**Given exercise 1:** Can you revise the Irwin Cotler biography by writing out the part that begins at the words "At the request" and stops after "Israel and Egypt.", with "Egyptian democracy activist" replaced by "Egyptian human rights activist"?
**Given exercise 2:** Which former prisoners of conscience does the Irwin Cotler biography name him as having served as counsel to?
**Given exercise 3:** According to the Irwin Cotler biography, in what year was he appointed an Officer of the Order of Canada?

**Excerpt provided:**
Irwin Cotler  (born May 8, 1940) is a retired Canadian politician who was Member of Parliament for Mount Royal from 1999 to 2015. He served as the Minister of Justice and Attorney General of Canada from 2003 until the Liberal government of Paul Martin lost power following the 2006 federal election.  He was first elected to the House of Commons of Canada in a by-election in November 1999, winning 92% of votes cast.

Early life
The son of a lawyer, Cotler was born in Montreal, Quebec to a Jewish family.

Cotler received his B.A. (1961) and BCL (1964) degree from McGill University and was an editor of the McGill Law Journal. He then graduated from  Yale Law School with an LL.M.  For a short period, he worked with federal Minister of Justice John Turner. 

Cotler was a professor of law at McGill University and the director of its Human Rights Program from 1973 until his election as a Member of Parliament in 1999 for the Liberal Party of Canada. He has also been a visiting professor at Harvard Law School, a Woodrow Wilson Fellow at Yale Law School and is the recipient of eleven honorary doctorates.  He was appointed in 1992 as an Officer of the Order of Canada. He is a past president of the Canadian Jewish Congress. He received an honorary doctorate from McGill University on May 30, 2019, and gave the commencement address during the Faculty of Law's convocation ceremony.

Human rights activity
Cotler has served on the Standing Committee on Foreign Affairs and its sub-Committee on Human Rights and International Development, as well as on the Standing Committee on Justice and Human Rights. In 2000, he was appointed special advisor to the Minister of Foreign Affairs on the International Criminal Court.

As an international human rights lawyer, Cotler served as counsel to former prisoners of conscience Nelson Mandela in South Africa, Jacobo Timmerman in Latin America, Muchtar Pakpahan in Asia, as well as other well known political prisoners and dissidents. Cotler represented Natan Sharansky, who was imprisoned in the Soviet gulag for Jewish activism. After his release, Sharansky went on to become Israeli Deputy Prime Minister.

At the request of Nelson Mandela's South African legal team, Cotler took on the role of "Canadian counsel" to Mandela in 1981, participating in anti-apartheid activities in Canada and advocating on Mandela's behalf.

Saad Eddin Ibrahim, an Egyptian democracy activist imprisoned by the Egyptian government, was represented by Cotler and acquitted in 2003. He acted as counsel to Maher Arar during part of Arar's imprisonment and supported demands for a public inquiry. He has also defended both Palestinians and Israelis against their own governments, and participated in a minor role in the Camp David peace agreement between Israel and Egypt.

In 1986 he was chief counsel to the Canadian Jewish Congress at the Deschênes Commission of Inquiry on War Criminals.

In 2017, Cotler was asked to join a panel of independent international experts designated by Luis Almagro, the Secretary General of the Organization of American States, to determine whether there was reasonable ground to believe that crimes against humanity have been committed in Venezuela.

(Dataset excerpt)
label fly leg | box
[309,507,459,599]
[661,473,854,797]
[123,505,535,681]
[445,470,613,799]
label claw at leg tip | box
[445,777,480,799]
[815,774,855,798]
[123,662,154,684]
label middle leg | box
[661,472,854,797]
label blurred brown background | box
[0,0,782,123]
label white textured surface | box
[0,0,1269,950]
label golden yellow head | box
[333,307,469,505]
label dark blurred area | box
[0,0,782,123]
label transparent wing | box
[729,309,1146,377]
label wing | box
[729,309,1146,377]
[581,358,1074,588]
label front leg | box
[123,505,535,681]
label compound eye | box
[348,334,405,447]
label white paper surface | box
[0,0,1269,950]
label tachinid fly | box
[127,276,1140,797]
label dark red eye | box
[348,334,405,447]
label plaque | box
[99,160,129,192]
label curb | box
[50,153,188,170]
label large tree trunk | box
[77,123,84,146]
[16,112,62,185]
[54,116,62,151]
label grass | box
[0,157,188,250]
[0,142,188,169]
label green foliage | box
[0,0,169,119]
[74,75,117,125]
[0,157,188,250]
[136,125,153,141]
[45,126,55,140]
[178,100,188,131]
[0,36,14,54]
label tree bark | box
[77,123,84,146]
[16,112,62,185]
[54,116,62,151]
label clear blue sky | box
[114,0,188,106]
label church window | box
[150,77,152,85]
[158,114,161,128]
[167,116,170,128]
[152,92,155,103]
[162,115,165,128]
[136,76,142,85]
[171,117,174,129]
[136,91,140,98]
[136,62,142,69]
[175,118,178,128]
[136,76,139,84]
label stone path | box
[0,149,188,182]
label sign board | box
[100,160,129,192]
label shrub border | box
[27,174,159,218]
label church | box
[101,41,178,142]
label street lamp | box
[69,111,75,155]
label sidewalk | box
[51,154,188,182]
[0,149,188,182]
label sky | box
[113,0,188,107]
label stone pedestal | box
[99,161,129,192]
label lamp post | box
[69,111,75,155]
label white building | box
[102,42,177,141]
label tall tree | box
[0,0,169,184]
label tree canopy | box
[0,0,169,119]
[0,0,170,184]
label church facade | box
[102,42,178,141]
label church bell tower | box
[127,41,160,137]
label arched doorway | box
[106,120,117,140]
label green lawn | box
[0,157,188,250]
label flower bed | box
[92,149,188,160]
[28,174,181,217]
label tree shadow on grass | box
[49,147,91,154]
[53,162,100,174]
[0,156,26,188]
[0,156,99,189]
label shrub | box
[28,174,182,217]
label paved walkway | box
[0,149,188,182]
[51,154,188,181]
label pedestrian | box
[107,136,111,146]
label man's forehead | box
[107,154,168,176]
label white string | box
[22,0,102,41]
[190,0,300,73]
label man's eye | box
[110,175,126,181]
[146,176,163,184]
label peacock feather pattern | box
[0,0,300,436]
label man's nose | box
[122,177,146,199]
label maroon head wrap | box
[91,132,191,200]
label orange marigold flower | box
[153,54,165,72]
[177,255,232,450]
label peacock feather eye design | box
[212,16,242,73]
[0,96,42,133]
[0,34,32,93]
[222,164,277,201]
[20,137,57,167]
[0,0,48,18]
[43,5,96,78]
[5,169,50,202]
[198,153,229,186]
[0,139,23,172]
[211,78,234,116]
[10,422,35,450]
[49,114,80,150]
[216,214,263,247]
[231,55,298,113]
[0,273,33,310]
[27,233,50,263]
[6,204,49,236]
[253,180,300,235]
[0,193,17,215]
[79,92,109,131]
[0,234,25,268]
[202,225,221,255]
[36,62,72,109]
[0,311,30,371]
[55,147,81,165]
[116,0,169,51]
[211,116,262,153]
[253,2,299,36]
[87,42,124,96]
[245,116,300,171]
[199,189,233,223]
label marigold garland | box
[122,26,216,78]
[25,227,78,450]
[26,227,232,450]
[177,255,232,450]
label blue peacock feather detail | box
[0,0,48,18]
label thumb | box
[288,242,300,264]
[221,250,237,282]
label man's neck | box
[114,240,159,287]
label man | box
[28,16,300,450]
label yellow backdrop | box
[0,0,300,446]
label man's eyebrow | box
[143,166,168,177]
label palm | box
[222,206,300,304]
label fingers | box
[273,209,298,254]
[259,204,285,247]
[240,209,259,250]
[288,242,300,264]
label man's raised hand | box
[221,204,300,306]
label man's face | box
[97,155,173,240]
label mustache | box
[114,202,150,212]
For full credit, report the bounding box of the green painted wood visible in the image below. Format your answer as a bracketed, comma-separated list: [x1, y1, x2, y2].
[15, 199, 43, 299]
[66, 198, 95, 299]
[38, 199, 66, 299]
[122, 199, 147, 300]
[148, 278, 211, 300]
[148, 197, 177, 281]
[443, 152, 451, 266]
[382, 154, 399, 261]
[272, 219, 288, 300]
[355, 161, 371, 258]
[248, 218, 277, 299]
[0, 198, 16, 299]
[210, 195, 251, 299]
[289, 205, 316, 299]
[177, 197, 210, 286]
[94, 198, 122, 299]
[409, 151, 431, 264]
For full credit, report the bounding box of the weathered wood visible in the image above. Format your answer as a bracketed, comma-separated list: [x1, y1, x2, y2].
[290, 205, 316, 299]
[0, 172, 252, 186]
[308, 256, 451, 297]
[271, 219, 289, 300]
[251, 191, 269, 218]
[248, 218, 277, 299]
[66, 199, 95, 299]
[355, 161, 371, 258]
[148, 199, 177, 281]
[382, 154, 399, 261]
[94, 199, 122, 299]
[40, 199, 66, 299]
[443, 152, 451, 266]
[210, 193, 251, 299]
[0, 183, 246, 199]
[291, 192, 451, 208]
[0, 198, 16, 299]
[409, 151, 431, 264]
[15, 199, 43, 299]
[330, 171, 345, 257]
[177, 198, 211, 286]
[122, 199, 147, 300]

**Finished answer 1:**
At the request of Nelson Mandela's South African legal team, Cotler took on the role of "Canadian counsel" to Mandela in 1981, participating in anti-apartheid activities in Canada and advocating on Mandela's behalf.

Saad Eddin Ibrahim, an Egyptian human rights activist imprisoned by the Egyptian government, was represented by Cotler and acquitted in 2003. He acted as counsel to Maher Arar during part of Arar's imprisonment and supported demands for a public inquiry. He has also defended both Palestinians and Israelis against their own governments, and participated in a minor role in the Camp David peace agreement between Israel and Egypt.

**Finished answer 2:** Nelson Mandela, Jacobo Timmerman, Muchtar Pakpahan

**Finished answer 3:** 1992